Entries:
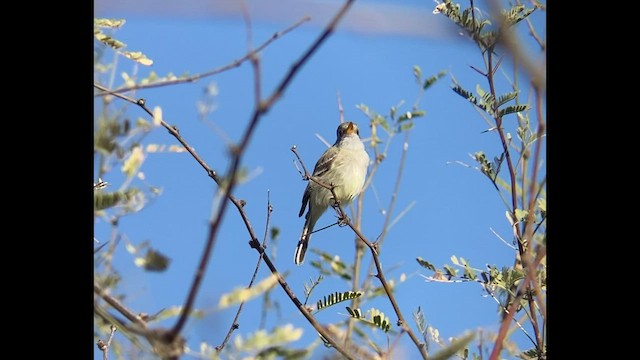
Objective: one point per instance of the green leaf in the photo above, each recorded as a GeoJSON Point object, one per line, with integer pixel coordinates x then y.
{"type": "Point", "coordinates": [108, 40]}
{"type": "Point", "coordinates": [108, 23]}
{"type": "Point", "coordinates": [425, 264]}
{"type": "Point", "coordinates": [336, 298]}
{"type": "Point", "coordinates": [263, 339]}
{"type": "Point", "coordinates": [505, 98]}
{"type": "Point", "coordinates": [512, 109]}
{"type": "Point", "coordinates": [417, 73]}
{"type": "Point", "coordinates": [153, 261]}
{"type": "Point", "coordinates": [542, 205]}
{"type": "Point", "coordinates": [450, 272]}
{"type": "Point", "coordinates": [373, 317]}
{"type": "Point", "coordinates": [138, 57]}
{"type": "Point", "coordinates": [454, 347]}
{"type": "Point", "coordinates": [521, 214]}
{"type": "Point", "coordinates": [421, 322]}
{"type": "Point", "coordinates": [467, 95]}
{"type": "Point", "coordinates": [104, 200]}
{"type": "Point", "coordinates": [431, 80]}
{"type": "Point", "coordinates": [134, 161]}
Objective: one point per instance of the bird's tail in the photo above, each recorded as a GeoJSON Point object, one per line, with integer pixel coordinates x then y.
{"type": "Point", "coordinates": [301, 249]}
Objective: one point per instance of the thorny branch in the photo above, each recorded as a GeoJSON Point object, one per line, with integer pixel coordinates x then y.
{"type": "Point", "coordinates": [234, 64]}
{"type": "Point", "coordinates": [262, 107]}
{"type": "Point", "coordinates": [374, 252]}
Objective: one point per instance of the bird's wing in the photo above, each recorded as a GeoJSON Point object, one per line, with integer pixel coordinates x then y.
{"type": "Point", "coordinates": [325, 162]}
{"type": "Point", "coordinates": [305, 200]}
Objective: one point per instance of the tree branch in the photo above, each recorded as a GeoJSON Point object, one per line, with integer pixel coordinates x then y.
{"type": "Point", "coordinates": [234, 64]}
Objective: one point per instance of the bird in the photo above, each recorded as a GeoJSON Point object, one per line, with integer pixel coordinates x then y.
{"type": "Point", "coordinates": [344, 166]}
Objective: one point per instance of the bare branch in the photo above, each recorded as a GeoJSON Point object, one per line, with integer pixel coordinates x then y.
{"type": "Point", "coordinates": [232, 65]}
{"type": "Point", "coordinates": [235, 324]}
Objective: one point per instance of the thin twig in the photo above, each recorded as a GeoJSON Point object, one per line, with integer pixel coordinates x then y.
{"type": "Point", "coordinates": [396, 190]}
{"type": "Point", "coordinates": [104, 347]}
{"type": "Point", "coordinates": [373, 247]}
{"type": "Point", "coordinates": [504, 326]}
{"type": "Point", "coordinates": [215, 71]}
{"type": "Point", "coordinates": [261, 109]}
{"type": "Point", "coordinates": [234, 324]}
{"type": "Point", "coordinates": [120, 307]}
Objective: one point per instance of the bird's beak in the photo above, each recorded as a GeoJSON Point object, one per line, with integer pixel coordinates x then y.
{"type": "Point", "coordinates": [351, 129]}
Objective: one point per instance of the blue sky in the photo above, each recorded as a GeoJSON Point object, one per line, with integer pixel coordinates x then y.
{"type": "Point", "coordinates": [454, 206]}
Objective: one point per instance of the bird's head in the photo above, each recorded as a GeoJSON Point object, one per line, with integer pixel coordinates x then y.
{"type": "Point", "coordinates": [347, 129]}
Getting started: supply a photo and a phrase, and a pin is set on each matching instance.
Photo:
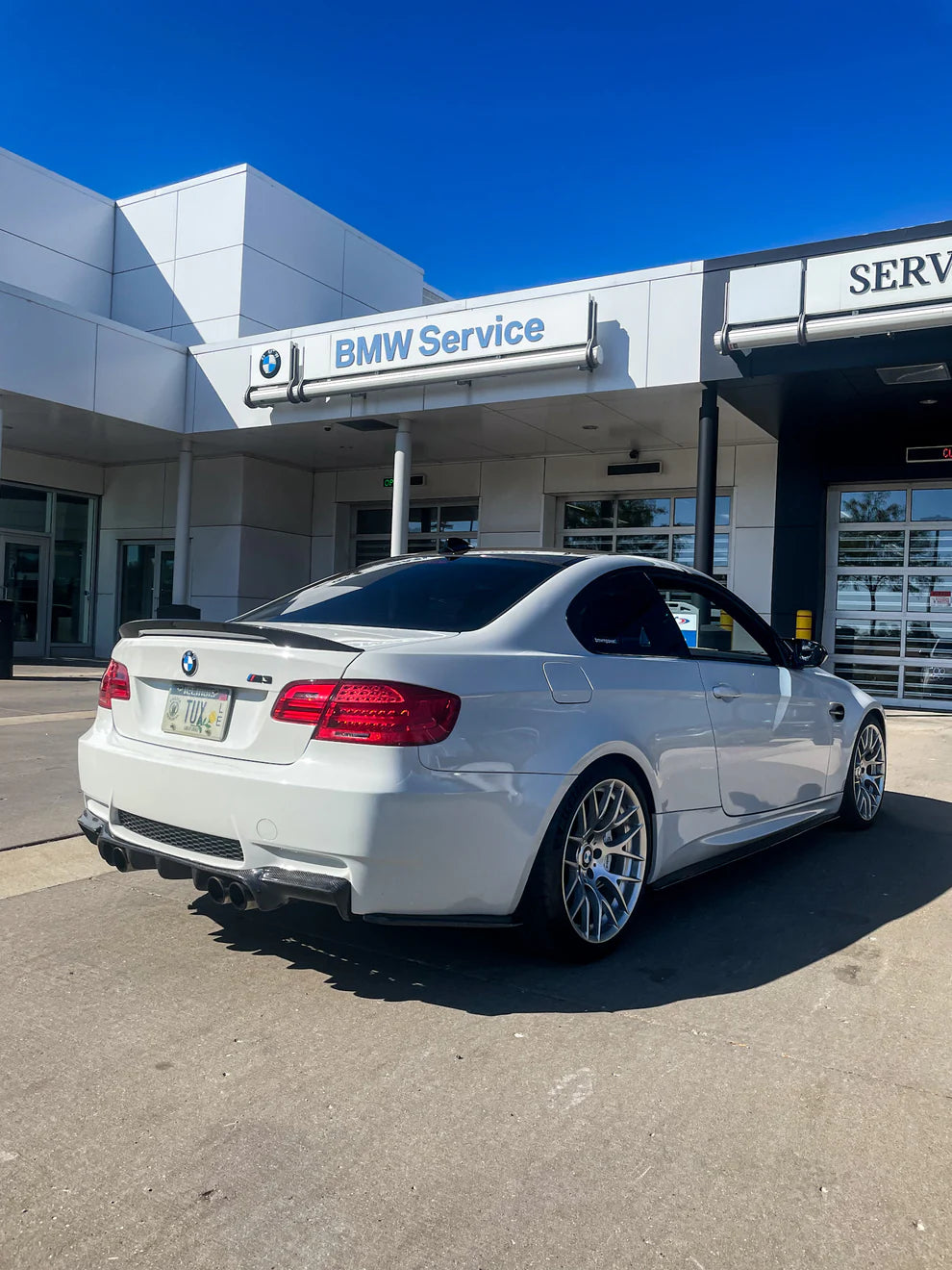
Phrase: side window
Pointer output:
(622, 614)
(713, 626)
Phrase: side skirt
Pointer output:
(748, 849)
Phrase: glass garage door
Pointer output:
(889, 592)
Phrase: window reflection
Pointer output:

What to work on: Turn the lines starting at the one containing "Getting started: supply" and ending at the last line of the records into a numbered list, leaving out any blank lines and the pictures.

Solution for this exercise:
1. Getting started: supply a photo and a phrase, and a pin is set on each matching instance.
2. Photo:
3. Phrase: side window
4. Pointer output:
5. (622, 614)
6. (713, 626)
7. Phrase: side skirt
8. Pointer output:
9. (748, 849)
10. Phrase: glass garage door
11. Pointer output:
12. (889, 592)
13. Phrase: window reflection
14. Pointer output:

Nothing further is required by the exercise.